INSTRUCTIONS FOR THE TASK -> Retype the stretch of the notes on Calinescu from "2. Historical category." through "mid 20th century.", keeping every word and mark the same.

EXCERPT ->
Study in Lund: Calinescu. // Modernism and Postmodernism in the 20th Century- LUND UNIVERSITY Spring 2016
Calinescu: Three Genetic Rules of the Concepts of Criticism
1. Value judgement.
Modernism: Calinescu describes how when using the term modernism, there are “two distinct and bitterly conflicting modernities” (Calinescu, 1987: p41). The classic idea of modernism is positive – the “doctrine of progress” (Calinescu, 1987: p.41),
changing and moving forward, coming out from darkness of the Middle
Ages; however, this positive aspect transformed with industrialization
to represent something negative (for example, in modern times, time
equals money and modernity implies consumerism and capitalism).
Avant-garde:
The term really does convey a value judgement in its name, meaning
literally something strikingly upfront, implying something aggressive,
nonconformist. The label implies a radical value, shocking, like a type
of attack to the senses (the term was used literally to refer to warfare
in France in the Middle Ages, before being applied to the avant-garde cultural movement).
Decadence: The term decadence “preserved traditional derogatory connotations” (Calinescu, 1987: p.157). It implies a sense of artificiality; Calinescu says that decadence “always involves self-deception” (Calinescu, 1987: p.182). It had a sense of corruption and exhaustion.
Kitsch: The term is something “we identify simply with bad taste” (Calinescu, 1987: p.240).
Kitsch is understood as a negative label as it was reproducing
commodities of one of kind work of art (high art) for “mass-culture” (Calinescu, 1987: p.257).
2. Historical category.
Modernism:
It is difficult to confine this to a specific time period because it
spans such a long time, so many diverging concepts throughout history
can be said to fall under the umbrella term of “modernist.” Calinescu
says that “It is impossible to say precisely when one can begin to speak
of the existence of two distinct and bitterly conflicting modernities” (Calinescu, 1987: p.41); it could be said to originate in the early Medieval times and to have continued until the mid 20th century.

SUPPLIED ENTRIES ->
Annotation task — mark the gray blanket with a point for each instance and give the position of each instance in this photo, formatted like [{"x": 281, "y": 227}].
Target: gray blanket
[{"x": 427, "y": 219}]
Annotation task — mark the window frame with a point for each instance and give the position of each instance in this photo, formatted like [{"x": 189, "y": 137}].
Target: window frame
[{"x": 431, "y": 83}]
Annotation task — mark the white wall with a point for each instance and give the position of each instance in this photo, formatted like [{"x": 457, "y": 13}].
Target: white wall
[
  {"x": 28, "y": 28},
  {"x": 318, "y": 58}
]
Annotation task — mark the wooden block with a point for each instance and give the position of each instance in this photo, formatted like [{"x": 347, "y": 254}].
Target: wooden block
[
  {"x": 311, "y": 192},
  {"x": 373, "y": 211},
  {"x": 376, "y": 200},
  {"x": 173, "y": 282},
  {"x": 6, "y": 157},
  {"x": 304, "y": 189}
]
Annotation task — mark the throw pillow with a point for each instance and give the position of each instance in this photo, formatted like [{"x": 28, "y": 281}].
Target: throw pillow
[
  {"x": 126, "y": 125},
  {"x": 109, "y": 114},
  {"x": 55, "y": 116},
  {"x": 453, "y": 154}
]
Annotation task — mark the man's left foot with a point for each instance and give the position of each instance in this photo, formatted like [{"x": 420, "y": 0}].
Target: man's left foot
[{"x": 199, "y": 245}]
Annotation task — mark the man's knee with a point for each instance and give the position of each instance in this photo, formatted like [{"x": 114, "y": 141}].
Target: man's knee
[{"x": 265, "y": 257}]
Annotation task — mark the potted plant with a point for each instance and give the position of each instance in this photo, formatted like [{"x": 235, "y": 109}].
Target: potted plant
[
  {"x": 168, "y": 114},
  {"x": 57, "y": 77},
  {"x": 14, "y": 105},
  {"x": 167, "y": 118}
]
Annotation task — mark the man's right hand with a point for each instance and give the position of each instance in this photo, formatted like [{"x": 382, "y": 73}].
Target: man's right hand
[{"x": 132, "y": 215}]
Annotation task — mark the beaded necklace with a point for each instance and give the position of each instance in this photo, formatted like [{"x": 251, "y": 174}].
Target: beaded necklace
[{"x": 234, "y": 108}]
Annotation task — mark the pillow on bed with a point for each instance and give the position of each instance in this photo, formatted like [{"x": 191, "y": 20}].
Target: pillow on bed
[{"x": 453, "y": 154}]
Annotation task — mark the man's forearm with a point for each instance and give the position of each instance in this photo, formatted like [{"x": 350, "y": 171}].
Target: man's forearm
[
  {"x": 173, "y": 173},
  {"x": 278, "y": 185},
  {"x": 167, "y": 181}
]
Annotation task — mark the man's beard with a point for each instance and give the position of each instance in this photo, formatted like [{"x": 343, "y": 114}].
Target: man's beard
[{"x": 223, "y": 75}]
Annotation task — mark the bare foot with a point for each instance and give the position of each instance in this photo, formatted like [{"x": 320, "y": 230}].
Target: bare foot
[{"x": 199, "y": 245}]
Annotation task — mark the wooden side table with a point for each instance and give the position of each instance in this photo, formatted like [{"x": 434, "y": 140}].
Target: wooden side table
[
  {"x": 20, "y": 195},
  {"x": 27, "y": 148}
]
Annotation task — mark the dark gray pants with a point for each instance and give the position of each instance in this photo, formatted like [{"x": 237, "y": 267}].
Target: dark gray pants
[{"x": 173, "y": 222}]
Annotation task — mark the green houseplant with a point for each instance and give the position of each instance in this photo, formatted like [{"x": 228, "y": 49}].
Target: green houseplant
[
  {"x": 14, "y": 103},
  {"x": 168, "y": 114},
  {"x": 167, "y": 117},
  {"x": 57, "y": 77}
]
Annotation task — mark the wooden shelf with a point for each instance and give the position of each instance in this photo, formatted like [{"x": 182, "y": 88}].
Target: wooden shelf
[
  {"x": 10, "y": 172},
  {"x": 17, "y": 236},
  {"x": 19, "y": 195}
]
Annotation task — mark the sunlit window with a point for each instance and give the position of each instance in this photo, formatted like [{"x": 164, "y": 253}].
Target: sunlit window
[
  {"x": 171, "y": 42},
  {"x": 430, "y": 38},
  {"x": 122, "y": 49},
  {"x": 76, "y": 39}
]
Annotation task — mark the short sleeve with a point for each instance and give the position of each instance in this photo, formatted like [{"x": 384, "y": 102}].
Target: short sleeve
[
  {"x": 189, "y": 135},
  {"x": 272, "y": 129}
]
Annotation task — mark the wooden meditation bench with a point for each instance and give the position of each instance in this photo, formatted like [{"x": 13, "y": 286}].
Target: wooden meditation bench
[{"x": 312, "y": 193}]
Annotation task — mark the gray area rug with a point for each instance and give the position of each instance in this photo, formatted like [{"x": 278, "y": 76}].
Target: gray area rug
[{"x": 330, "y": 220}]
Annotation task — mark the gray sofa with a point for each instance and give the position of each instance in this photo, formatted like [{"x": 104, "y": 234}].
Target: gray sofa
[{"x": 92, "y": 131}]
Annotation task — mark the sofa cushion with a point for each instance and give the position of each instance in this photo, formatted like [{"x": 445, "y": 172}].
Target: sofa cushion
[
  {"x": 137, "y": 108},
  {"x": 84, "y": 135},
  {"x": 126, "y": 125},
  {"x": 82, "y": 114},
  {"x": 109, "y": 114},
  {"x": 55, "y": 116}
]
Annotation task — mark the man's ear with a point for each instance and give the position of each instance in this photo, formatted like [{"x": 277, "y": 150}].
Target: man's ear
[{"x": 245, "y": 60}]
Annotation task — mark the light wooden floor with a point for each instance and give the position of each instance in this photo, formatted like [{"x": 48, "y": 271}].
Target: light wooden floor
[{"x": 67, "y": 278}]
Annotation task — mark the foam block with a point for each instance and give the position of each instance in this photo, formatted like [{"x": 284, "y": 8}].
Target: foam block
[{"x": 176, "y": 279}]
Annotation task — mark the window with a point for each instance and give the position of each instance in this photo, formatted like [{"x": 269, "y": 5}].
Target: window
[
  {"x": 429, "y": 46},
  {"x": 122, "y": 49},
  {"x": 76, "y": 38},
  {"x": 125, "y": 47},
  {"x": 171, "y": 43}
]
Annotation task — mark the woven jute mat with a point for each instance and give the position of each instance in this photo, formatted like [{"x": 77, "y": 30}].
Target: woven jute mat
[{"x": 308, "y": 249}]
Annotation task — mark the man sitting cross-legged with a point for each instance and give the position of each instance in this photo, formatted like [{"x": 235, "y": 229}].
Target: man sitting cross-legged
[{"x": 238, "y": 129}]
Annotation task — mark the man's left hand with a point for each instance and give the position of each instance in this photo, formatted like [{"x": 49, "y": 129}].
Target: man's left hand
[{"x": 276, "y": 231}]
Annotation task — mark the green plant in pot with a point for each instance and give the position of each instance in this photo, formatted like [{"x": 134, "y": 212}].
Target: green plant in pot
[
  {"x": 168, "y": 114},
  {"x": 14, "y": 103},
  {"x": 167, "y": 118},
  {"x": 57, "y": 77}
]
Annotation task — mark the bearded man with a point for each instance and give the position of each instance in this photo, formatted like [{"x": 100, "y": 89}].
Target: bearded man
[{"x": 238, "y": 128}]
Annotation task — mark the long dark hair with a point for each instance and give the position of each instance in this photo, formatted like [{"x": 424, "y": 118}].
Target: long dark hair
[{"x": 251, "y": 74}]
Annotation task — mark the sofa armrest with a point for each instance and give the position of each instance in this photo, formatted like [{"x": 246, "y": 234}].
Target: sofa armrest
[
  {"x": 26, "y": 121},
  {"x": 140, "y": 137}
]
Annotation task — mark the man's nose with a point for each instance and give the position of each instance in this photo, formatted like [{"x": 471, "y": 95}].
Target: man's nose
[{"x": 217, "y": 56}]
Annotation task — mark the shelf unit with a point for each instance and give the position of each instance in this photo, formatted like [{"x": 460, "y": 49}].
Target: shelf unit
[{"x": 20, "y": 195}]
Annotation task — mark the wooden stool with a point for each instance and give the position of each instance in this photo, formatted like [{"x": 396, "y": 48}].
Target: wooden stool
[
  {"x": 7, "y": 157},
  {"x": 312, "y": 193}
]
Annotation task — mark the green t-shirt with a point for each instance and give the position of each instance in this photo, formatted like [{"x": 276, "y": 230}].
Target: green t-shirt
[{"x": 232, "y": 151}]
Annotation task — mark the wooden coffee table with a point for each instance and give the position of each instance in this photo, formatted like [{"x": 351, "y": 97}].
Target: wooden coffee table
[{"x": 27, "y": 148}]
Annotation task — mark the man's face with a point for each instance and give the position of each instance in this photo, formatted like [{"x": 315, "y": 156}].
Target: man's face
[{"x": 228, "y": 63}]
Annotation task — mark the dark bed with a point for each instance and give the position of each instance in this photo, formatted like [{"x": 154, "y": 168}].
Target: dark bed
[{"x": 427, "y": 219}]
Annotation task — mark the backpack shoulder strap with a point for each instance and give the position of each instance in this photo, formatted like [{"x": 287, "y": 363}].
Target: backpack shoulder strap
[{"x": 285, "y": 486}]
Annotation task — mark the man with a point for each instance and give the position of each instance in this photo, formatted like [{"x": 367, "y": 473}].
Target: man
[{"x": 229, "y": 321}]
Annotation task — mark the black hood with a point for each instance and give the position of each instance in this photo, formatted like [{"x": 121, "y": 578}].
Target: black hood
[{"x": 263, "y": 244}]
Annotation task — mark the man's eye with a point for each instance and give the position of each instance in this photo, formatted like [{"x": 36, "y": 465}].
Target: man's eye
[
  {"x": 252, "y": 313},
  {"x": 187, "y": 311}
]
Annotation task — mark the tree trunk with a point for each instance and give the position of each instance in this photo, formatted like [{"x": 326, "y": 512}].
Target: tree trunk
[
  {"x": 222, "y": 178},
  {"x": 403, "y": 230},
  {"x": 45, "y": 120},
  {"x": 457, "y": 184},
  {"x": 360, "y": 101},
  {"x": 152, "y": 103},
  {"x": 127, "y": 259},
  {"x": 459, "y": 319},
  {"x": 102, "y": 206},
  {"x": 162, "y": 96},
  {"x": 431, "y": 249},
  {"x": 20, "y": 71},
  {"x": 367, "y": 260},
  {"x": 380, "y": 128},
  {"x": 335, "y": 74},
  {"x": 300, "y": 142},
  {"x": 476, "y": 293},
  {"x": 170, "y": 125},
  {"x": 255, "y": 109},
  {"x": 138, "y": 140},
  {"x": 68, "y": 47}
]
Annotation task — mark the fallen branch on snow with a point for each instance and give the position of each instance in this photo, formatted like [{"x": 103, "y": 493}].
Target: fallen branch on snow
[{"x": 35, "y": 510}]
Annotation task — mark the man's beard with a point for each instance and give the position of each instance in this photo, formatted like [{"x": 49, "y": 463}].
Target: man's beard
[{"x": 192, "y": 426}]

ANSWER BOX ->
2. Historical category.
Modernism:
It is difficult to confine this to a specific time period because it
spans such a long time, so many diverging concepts throughout history
can be said to fall under the umbrella term of “modernist.” Calinescu
says that “It is impossible to say precisely when one can begin to speak
of the existence of two distinct and bitterly conflicting modernities” (Calinescu, 1987: p.41); it could be said to originate in the early Medieval times and to have continued until the mid 20th century.